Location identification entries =
= = =

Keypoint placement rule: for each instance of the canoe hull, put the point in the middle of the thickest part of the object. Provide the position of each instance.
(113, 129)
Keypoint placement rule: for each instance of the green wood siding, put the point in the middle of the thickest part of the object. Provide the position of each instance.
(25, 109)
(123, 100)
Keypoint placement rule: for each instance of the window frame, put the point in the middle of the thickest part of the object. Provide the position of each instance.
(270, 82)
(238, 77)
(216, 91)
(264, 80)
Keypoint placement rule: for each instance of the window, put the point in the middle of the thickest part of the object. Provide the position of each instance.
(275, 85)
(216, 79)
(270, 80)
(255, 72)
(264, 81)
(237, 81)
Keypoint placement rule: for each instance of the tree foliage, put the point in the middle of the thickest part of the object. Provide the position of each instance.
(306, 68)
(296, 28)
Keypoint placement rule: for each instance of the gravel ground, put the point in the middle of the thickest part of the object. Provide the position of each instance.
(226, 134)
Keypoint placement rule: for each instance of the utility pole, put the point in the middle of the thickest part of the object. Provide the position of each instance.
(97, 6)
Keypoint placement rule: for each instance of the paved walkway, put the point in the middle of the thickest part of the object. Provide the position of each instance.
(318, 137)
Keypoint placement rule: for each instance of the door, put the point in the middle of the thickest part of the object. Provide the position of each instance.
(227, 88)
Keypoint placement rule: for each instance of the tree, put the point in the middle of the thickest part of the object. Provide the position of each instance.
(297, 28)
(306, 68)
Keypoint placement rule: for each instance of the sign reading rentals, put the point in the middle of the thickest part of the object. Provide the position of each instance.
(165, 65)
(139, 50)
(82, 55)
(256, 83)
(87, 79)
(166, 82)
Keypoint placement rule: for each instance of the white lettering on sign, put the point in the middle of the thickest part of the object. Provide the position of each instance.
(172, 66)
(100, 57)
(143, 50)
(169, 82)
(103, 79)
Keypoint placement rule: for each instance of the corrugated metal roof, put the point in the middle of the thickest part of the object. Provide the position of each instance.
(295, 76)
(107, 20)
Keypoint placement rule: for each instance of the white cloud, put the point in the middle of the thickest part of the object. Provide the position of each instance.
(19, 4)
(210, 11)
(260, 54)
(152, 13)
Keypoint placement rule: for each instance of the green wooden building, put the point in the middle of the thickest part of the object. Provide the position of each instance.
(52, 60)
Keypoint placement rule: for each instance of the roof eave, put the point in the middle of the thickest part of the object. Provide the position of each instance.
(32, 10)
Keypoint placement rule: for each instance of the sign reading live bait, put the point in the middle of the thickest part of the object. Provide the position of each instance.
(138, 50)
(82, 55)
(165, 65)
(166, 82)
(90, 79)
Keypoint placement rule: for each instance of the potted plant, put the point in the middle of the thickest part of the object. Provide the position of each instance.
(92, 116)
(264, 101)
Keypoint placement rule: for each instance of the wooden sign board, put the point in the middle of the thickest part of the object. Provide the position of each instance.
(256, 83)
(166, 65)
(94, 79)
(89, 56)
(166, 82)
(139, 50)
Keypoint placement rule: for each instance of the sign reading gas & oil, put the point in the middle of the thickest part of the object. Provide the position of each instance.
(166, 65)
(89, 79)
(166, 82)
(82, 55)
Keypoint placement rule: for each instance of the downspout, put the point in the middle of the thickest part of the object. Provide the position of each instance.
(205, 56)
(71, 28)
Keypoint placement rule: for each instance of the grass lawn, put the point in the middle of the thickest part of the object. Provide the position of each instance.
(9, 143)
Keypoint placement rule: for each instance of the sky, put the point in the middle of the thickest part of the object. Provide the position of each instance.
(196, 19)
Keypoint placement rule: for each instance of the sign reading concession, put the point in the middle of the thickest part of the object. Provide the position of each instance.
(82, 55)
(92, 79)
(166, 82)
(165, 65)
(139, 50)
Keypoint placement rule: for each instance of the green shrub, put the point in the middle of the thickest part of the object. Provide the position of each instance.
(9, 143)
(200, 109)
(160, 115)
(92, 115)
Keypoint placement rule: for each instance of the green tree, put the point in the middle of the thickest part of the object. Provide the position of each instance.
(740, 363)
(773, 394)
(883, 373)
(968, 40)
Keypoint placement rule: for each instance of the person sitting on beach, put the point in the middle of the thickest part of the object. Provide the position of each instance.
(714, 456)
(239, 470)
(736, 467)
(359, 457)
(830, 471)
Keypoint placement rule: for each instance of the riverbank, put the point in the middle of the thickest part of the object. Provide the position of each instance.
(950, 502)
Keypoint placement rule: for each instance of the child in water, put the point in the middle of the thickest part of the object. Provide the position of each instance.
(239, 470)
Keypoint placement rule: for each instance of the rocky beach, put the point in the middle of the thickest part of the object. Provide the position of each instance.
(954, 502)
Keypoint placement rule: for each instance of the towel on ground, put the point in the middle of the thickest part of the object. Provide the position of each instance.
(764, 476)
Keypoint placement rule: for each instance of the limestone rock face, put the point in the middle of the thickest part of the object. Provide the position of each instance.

= = =

The request = Repeat, word for word, the lines above, beginning with the line that contains "Keypoint placement rule: for each instance of the riverbank, put" and continuing through the last line of the records.

Solution below =
Keypoint placement rule: for each instance of the riverbank, put the point in the middle of the thickest part of the object. Provide the position of each instance.
(950, 502)
Keypoint placement rule: for each instance of the child in water, put the point in the middle of the thickest part of the object. Provide the position of each instance.
(239, 470)
Keypoint placement rule: for each instance of the rocky beach, put the point in the middle of the thickest part of the object. Provide the position of each instance.
(954, 502)
Keypoint placement rule: for each instance of the towel on ground, put the point in the middle of the thickest part of the object. Provide the position of each instance.
(764, 476)
Keypoint placement rule: for each instance of the limestone rock face, put the point in the middle of the thickest part of the object. Provide the position of each instance.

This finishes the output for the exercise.